**Data to process:**
⟨
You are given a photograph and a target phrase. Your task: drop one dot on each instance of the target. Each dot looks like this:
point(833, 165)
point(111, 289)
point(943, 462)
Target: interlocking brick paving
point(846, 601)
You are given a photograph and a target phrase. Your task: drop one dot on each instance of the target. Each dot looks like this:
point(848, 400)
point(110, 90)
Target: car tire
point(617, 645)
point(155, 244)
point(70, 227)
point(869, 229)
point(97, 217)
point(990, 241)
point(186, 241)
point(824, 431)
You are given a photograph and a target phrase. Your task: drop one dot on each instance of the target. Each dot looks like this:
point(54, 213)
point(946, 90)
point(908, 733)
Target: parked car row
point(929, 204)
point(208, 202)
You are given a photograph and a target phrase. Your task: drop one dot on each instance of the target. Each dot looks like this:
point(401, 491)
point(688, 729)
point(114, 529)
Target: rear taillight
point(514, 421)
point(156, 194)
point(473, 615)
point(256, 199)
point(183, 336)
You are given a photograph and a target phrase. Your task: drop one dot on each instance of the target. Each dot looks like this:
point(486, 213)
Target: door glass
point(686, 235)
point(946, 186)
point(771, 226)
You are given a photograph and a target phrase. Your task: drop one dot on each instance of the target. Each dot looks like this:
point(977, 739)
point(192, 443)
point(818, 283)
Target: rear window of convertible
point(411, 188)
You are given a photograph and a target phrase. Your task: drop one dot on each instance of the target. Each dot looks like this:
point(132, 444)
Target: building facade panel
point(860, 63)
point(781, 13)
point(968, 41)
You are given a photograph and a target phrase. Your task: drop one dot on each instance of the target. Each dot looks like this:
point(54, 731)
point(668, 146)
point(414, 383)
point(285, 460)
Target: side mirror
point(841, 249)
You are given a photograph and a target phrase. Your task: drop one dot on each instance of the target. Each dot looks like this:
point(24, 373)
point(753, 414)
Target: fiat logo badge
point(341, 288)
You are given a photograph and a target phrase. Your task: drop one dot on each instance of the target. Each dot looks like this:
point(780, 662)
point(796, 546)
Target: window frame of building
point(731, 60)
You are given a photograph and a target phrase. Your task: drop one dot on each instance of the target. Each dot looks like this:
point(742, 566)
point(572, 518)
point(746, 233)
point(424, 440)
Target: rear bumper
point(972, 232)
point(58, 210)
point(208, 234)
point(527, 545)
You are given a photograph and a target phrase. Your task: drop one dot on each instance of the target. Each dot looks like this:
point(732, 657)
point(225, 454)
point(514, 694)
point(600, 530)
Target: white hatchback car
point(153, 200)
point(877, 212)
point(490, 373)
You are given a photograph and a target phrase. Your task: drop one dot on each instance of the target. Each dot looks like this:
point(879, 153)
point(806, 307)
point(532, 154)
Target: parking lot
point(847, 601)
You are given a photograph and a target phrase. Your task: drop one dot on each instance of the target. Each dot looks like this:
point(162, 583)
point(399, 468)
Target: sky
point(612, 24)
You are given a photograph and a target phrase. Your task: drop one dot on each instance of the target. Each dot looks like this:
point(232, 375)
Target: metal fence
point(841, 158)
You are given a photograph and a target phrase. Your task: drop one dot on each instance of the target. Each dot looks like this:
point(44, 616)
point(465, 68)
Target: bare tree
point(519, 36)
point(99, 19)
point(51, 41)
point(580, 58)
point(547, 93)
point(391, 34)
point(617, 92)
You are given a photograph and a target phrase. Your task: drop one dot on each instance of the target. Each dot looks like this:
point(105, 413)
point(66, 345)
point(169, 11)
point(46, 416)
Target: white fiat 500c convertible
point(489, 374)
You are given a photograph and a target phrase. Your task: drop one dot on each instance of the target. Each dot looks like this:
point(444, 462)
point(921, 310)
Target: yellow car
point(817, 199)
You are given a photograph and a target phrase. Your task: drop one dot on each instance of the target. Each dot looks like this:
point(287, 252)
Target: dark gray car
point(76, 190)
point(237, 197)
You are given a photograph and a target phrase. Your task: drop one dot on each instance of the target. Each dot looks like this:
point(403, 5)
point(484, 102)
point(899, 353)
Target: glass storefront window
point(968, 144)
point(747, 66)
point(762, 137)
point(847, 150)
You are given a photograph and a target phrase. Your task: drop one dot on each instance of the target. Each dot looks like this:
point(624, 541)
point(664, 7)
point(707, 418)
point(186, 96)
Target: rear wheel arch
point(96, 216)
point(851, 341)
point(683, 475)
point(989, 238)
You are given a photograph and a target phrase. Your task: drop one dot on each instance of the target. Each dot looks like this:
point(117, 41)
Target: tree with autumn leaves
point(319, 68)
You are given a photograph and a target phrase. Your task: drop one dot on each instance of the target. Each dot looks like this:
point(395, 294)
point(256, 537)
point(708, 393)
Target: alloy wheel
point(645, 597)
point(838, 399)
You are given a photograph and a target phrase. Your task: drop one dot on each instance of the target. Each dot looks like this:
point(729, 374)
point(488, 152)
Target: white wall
⟩
**Exercise instructions:** Word for word, write out all of the entries.

**Exercise output:**
You are given a photograph and a target phrase. Your task: drop one dot on each instance of the target. Each dot looks like this:
point(833, 165)
point(111, 289)
point(943, 462)
Target: interlocking brick paving
point(846, 601)
You are given a photograph and a target phrase. Your task: drop one dot on each instance of the target. Each dot looks like this:
point(848, 400)
point(110, 90)
Target: car tire
point(617, 645)
point(155, 244)
point(70, 227)
point(869, 229)
point(97, 217)
point(990, 241)
point(186, 241)
point(824, 431)
You are given a photograph and a target phrase. Your task: drop one dot on each instance of the target. Each dot looks like this:
point(54, 213)
point(946, 90)
point(908, 733)
Target: parked car row
point(929, 204)
point(208, 202)
You are given a photograph and a target phrase. Your task: drop one dot on each instance of the target. Each dot looks like this:
point(401, 491)
point(688, 729)
point(114, 529)
Target: rear taillight
point(514, 421)
point(156, 194)
point(473, 615)
point(256, 199)
point(183, 336)
You are given a photograph and a target phrase. Your task: drop one dot on each instance of the target. Each dot looks like this:
point(486, 213)
Target: door glass
point(686, 235)
point(946, 186)
point(771, 226)
You are given a photograph and a target phrase. Your task: drop one dot on each instance of the target. Each dot looks like this:
point(977, 739)
point(192, 443)
point(818, 283)
Target: rear window of convertible
point(411, 188)
You are given a photograph and a target phrase. Your task: drop one dot on each instance of the target. Each dot looks like this:
point(132, 444)
Target: building facade panel
point(860, 63)
point(781, 13)
point(968, 41)
You are given a photograph and a target phrase. Your task: drop one dot on each instance of the target. Each dot looks like this:
point(54, 731)
point(668, 146)
point(414, 383)
point(285, 460)
Target: side mirror
point(841, 249)
You are given a photograph and a target phrase. Your task: drop one dot on each instance of the target. Each dot looks like this:
point(24, 373)
point(753, 414)
Target: fiat logo badge
point(341, 288)
You are given a photograph and a target phrase. Your task: drop one dot on each instance of the target. Each dot looks like this:
point(780, 662)
point(796, 546)
Target: window frame of building
point(731, 60)
You are given a photograph and a target phrase. Your task: drop one dot on each instance of the target. Each dot looks like this:
point(742, 566)
point(572, 518)
point(746, 233)
point(424, 440)
Target: rear bumper
point(972, 232)
point(58, 210)
point(208, 234)
point(527, 545)
You are given a photograph and a target phrase. Your task: drop one dot on each instance of the target. Each dot looks like this:
point(732, 657)
point(225, 454)
point(514, 694)
point(600, 530)
Target: white hatchback car
point(153, 200)
point(877, 212)
point(490, 373)
You are given a photograph and a target phrase. Your task: drop one dot on each instance of the target. Each dot looks like this:
point(879, 153)
point(806, 307)
point(532, 154)
Target: parking lot
point(847, 601)
You are given a photograph and a target phrase. Your task: drop one dot on each instance of the target. Each dot looks like this:
point(162, 583)
point(399, 468)
Target: sky
point(612, 24)
You are given a photograph and a target phrase. Your task: drop one dot on each instance of the target. Each dot looks like this:
point(232, 375)
Target: metal fence
point(841, 158)
You are given a photograph and a target phrase. Your task: drop one dot on each instance of the target. Each dot looks like this:
point(44, 616)
point(465, 68)
Target: bare tree
point(519, 36)
point(99, 19)
point(51, 41)
point(580, 58)
point(547, 93)
point(391, 34)
point(617, 92)
You are given a photograph and a target phrase. Your task: drop one dot on each instance of the target. Each dot looks like this:
point(105, 413)
point(66, 345)
point(169, 11)
point(46, 416)
Target: white fiat 500c convertible
point(489, 374)
You are given a photograph and a target phrase. Your task: drop one dot on each instance of the target. Each dot looks like this:
point(444, 462)
point(921, 310)
Target: yellow car
point(817, 199)
You are given a photograph and a target phrase. Your task: drop one dot on each instance of the target. Each dot looks like this:
point(287, 252)
Target: dark gray car
point(76, 190)
point(237, 197)
You are given a photograph and a target phrase. Your task: drop one dot on each instance of the target. Each dot looks like this:
point(403, 5)
point(484, 102)
point(899, 353)
Target: glass storefront window
point(968, 144)
point(747, 66)
point(762, 137)
point(847, 150)
You are given a photograph and a target phrase. Your task: drop one dot on each instance of the target. Each dot looks like this:
point(624, 541)
point(664, 7)
point(707, 418)
point(186, 96)
Target: rear wheel arch
point(96, 216)
point(851, 341)
point(683, 475)
point(989, 238)
You are given a photograph and a target phrase. Your task: drop one dot on each instance of the target. Each dot looks like this:
point(117, 41)
Target: tree with autumn leaves
point(319, 68)
You are given a photograph and a target phrase. Your task: drop one dot on each instance of the target. Each dot looks like this:
point(395, 294)
point(256, 537)
point(708, 393)
Target: alloy wheel
point(645, 597)
point(838, 399)
You are given a photograph and a target phrase. Your task: drop one dot on each instance of the target. Each dot looks like this:
point(729, 374)
point(488, 152)
Target: white wall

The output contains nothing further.